We've opened an issue with an RFC explaining what we're planning to do.
And we have a PR with the first steps.
This PR doesn't solve everything, and specifically it doesn't deal with the multi-process issue, but it's the first step in allowing that to happen, by introducing "pluggable backends" where the metric data is stored, allowing consumers of the library to pick which is best for their needs, and to write their own if necessary.
We appreciate comments and feedback on these proposals and look forward to working with you on this!
from client_ruby.
Another note: I'll work on a complete rewrite of client_ruby likely to start in the next few weeks. It will address several of the library's architectural short comings and include the option to change the value handling (lock-free for single process programs, multi-threaded, multi-process). client_ruby is the oldest client library in its current state, we've learned a lot in the meantime and similar rewrites have been done in client_golang and client_java.
from client_ruby.
We've released this which is what we're using for Gitlab. Hopefully it will be of some use for @grobie. It's multiproc mode only so not ideal for the general case but hopefully will be of use for future work.
from client_ruby.
note... unicorn provides cross process metrics using raindrops ... see:
https://bogomips.org/raindrops/
This uses shared memory and is already built, can be extended to add more metrics and provide more stats as needed.
I am looking at writing an exporter based off raindrops for discourse
from client_ruby.
Another update: we've updated PR #95 to (among a lot of other things) add a "backend" that does work with pre-fork servers, sharing data between processes on a scrape.
We've also done plenty of benchmarking and performance improvements to it, and would love the everyone's comments on it!

** Work to do **
1) Working in the rows from the first line up to and including the line with "point(27, 45)", swap "man's head" for "person's head" and write those lines out again with nothing else altered.
2) Extend the thread on multi-process metrics in client_ruby beyond its last post.

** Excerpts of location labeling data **

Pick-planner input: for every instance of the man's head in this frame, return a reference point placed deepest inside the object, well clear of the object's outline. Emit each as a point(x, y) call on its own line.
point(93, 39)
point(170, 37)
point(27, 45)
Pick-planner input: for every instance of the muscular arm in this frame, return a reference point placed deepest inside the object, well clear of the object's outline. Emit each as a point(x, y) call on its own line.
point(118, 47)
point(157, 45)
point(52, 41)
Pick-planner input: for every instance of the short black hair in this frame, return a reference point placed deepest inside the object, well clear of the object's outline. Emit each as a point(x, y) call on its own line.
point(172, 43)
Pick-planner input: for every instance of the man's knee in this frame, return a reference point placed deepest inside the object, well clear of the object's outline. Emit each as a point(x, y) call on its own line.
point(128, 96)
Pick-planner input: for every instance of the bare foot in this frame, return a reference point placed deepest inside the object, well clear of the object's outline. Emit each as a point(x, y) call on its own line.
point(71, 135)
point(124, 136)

** Written responses **
1)
Pick-planner input: for every instance of the person's head in this frame, return a reference point placed deepest inside the object, well clear of the object's outline. Emit each as a point(x, y) call on its own line.
point(93, 39)
point(170, 37)
point(27, 45)

2)
The new backend we're proposing it's pretty simple. It basically uses files to keep the data, but thanks to the wonders of file system caching, we're not really blocking on disks, and it's actually surprisingly fast. A counter increment with this backend is about 9μs.
For context:
- the MMap Store that @juliusv was proposing in the
multiprocess
branch is about 6μs per increment - a Hash with a Mutex around is about 4μs
- and a bare Hash, with nothing around is about 1μs.
We still haven't abandoned the idea of using MMaps in the near future, but we've found some stability issues with that solution, whereas the File-based backend is very stable and reliable, so we're proposing to go with that for the time being.
NOTE: It's a big PR, it was a big refactoring, and there's a lot going on. However, the commits are coherent and have good descriptions, so we recommend reading it commit-by-commit rather than the full diff all at once, which will not be very parseable.
from client_ruby.
wanted to share some pics so you can see what you get with raindrops:
Reqs are very evenly distributed between the 5 boxes (which is to be expected with haproxy) - we run about 8 workers per machine, everything is counted.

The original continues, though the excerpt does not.